| Source excerpt |
┌──

The news is currently dominated by arguments about Brexit. It might briefly be refreshing to have a debate about ‘Hurexit’ but predictably it would not be long before the public on both sides of the channel conclude that politics has crossed a frontier into a no man’s land of legislative confusion.

Jane’s Tea Rooms, 323 Dover Rd, Walmer, Kent

It is about time for everyone to take a step back and become fully aware of what is meant by constitutional democracy. As a reasonably informed person I have found myself involved in daily debates with an intelligent crowd of people taking coffee at Jane’s Tea Room in Walmer, near where I live in Kent.

I can report that notwithstanding differences of political opinion there is unanimity on the need for a reformed and WRITTEN constitution for the UK.

The current constitution is based on parchment documents signed in the year 1215. In simple terms the Magna Carta took power from the King and gave it to the people in terms of Common Law. There is a growing debate in certain quarters about how through ignorance those powers have been circumvented  and handed to judges and to Parliament.

Right or wrong the case that people have been “enslaved” by the establishment is starting to build into movement if the lovely Jane’s conversion to the need for a written constitution is anything to go by. If the statement made by the Group of the Progressive Socialists and Democrats in the European Parliament impacts on public opinion the views of the Jane’s Tea Rooms alliance might spread across the EU.

It is not necessarily a popular view but there  is an inherent constitutional theme to their statement on controlling immigration: “Criminalising NGOs and constructing walls, a doctrine promoted by the right and the far right, will never be able to erase the reality that European society is and will always be diverse. We need not change the diversity of our societies, but we do need to change how migration is managed and show it has a clearly positive impact on our daily life.”

That is to some a provocative statement. To many in the UK the fact that 45,000 illegal migrants crossed the Channel last year, with forecasts of a 50 percent increase this year, dealing with migration has already crossed the line into a democratic no man’s land.

Brexit and Hurexit are not the issues. The fundamental one is informing citizens and allowing the people to decide democratically. Sensible border controls should have been adopted by the EU decades ago. Successive British governments refused to join Schengen because of weak or non existent border controls on EU frontiers. Now extremist legislation might be looming.

└──

| Stated exercise 1 |
Using the source excerpt, answer these:
(a) What is the street address of Jane's Tea Rooms?
(b) In what year were the parchment documents behind the current constitution signed?
(c) How many illegal migrants crossed the Channel last year?

Items drawn from a data source:
┌──

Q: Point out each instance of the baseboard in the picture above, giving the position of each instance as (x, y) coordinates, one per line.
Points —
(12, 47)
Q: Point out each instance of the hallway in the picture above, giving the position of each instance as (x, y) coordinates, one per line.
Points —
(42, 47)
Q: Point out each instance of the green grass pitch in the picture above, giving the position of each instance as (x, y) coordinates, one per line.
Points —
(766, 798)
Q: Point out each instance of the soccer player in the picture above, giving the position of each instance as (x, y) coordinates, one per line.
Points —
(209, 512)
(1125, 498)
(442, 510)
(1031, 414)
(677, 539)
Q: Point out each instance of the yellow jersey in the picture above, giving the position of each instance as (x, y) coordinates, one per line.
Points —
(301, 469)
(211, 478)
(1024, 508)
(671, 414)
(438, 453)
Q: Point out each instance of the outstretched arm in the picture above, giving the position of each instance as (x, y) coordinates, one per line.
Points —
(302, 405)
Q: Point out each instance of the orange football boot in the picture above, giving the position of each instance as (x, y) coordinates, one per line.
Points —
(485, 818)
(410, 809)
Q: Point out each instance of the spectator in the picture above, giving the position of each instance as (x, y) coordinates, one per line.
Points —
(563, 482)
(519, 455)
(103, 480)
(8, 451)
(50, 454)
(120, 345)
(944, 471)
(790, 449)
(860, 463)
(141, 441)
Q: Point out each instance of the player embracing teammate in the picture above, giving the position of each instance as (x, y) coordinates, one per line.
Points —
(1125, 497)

└──

| Stated exercise 2 |
Copy everything in the listing from the line containing "Q: Point out each instance of the player" down to the end of the listing, increasing each x and y coordinate by 134. Give only those lines.

| Exercise solution 1 |
(a) 323 Dover Rd, Walmer, Kent
(b) 1215
(c) 45,000

| Exercise solution 2 |
Q: Point out each instance of the player embracing teammate in the picture above, giving the position of each instance as (x, y) coordinates, one per line.
Points —
(1259, 631)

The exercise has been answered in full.